Rewrite the material from its start through the line holding "x=604, y=407", inclusive, with "knit hat" changed to "wool hat" and nothing else altered.

..............................

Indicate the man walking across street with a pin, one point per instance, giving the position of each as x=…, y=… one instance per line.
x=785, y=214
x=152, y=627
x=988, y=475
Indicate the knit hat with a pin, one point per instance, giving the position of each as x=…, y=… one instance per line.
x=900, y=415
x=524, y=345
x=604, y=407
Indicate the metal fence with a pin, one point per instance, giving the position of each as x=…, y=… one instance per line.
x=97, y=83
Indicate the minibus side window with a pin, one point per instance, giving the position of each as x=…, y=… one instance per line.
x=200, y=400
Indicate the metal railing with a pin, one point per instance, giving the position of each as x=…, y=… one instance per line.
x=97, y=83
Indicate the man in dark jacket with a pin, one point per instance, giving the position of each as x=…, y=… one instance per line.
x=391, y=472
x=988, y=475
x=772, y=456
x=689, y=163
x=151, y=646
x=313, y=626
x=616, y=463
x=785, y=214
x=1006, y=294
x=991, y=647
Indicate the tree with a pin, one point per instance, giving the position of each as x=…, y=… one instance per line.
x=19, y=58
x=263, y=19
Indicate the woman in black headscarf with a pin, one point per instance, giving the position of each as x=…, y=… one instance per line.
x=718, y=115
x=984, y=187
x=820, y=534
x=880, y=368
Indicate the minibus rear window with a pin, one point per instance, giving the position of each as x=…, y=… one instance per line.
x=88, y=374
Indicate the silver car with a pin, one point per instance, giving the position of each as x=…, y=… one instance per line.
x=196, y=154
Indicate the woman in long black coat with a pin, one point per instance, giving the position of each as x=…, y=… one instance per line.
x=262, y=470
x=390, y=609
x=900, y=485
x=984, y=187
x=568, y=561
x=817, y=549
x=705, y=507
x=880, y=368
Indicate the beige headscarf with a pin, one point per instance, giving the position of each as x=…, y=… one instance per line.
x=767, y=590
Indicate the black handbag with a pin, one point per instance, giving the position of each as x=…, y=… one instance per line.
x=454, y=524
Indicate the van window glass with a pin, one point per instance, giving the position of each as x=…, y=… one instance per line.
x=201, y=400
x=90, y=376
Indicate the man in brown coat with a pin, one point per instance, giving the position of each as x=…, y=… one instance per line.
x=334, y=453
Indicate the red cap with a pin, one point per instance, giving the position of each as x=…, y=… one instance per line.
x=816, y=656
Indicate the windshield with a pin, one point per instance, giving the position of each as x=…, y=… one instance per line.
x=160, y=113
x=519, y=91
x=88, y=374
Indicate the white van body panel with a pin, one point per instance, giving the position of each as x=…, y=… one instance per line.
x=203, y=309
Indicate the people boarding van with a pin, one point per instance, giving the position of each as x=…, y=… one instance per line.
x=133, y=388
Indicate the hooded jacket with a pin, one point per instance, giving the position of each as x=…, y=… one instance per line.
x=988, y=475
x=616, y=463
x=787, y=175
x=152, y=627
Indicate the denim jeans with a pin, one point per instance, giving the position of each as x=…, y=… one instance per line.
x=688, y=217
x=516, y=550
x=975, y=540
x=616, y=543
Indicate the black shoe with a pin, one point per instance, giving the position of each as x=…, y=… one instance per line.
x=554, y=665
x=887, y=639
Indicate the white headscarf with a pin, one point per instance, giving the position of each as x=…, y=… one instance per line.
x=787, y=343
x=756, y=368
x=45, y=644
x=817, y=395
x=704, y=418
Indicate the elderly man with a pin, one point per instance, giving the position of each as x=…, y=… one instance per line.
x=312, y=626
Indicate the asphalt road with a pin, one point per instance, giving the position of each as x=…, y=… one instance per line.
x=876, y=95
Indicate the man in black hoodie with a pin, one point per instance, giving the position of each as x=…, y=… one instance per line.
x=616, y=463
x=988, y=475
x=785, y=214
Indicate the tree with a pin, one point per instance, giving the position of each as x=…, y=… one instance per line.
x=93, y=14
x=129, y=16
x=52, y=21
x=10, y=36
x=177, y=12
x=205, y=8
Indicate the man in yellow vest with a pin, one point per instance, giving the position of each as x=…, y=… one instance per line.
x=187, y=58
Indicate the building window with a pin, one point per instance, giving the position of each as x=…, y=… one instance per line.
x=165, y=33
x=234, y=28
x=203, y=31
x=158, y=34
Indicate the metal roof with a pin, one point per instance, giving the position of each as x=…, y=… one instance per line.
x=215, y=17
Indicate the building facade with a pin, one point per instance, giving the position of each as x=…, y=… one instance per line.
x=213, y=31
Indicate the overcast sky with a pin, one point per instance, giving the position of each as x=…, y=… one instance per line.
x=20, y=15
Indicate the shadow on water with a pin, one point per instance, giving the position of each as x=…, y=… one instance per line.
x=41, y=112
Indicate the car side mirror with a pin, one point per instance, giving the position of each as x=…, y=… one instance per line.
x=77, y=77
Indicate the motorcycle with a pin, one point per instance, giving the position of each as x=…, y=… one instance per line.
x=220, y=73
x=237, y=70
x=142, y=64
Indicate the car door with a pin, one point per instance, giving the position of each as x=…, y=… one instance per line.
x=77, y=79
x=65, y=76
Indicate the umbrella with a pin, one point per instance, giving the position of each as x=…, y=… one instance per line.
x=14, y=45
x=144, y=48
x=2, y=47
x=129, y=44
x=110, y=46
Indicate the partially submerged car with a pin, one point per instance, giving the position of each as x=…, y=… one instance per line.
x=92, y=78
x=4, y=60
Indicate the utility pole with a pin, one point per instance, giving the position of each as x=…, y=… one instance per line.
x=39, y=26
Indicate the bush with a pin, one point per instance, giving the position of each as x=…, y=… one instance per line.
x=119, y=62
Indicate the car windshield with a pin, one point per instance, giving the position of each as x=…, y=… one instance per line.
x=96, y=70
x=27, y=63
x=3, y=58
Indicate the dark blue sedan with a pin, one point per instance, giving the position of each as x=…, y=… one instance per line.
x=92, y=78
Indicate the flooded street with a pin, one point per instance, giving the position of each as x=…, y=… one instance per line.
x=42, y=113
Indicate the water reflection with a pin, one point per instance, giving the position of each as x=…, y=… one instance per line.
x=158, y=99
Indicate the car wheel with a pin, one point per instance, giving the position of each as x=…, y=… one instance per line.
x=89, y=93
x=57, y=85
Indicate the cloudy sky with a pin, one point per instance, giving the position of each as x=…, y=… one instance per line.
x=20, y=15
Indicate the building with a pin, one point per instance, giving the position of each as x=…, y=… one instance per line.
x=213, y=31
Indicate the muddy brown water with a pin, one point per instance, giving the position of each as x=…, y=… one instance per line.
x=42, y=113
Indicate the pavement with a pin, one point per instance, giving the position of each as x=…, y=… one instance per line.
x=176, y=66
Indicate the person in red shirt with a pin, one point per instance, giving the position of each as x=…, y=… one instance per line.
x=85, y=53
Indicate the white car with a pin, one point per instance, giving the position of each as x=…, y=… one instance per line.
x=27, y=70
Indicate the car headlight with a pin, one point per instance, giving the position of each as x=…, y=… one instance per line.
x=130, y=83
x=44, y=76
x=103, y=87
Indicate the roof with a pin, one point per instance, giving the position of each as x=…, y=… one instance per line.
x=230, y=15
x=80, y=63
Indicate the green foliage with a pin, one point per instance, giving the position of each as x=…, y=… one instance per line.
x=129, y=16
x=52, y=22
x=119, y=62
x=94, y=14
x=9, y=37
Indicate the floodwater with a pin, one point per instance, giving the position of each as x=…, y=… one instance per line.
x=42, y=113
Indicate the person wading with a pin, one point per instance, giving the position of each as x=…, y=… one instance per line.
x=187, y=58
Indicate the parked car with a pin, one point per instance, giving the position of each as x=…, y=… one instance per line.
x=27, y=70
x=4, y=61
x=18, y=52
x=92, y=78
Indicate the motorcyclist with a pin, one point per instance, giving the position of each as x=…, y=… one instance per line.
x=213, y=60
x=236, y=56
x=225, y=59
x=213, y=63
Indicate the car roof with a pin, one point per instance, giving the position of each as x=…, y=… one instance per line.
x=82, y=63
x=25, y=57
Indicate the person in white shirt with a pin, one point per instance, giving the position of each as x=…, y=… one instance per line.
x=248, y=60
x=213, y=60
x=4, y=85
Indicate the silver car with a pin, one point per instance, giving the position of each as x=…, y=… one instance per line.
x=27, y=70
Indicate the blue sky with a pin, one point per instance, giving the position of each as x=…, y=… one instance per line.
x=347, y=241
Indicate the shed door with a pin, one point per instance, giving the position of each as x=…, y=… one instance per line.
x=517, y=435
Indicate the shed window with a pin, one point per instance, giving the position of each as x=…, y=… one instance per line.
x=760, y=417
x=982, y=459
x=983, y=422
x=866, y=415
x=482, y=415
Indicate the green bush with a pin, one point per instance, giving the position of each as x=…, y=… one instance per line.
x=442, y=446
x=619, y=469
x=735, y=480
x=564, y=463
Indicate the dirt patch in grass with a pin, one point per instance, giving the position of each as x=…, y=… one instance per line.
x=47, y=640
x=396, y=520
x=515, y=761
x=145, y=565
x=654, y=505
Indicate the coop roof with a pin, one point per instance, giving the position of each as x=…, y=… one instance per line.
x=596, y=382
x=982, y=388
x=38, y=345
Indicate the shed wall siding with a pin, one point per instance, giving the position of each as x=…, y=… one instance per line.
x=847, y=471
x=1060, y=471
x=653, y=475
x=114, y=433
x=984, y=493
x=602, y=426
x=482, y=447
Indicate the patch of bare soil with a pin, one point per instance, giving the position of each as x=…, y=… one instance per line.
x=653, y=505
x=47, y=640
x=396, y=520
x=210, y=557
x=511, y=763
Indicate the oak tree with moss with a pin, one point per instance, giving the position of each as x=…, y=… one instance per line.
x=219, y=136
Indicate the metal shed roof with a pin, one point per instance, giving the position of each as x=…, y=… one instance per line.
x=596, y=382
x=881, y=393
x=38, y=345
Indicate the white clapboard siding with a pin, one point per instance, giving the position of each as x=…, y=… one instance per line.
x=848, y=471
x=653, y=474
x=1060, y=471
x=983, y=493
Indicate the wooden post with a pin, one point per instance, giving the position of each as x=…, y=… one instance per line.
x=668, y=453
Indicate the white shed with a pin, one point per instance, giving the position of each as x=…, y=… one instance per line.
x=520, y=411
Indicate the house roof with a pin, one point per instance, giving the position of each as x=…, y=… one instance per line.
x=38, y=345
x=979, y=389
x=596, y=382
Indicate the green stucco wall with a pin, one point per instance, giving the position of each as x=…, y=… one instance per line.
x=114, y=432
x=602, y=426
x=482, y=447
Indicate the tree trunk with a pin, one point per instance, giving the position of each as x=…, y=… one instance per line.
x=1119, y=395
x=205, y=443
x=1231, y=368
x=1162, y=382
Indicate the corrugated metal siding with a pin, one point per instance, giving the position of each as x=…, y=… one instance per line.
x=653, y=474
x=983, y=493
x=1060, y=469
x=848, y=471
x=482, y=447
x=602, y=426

..............................

### Answer below
Indicate the man walking across street with a pin, one point per instance, giving the position of each as x=…, y=… one instance per line.
x=785, y=214
x=152, y=627
x=988, y=475
Indicate the wool hat with a pin, one point per instance, giving the position of each as x=…, y=… one instance per line.
x=900, y=415
x=524, y=345
x=604, y=407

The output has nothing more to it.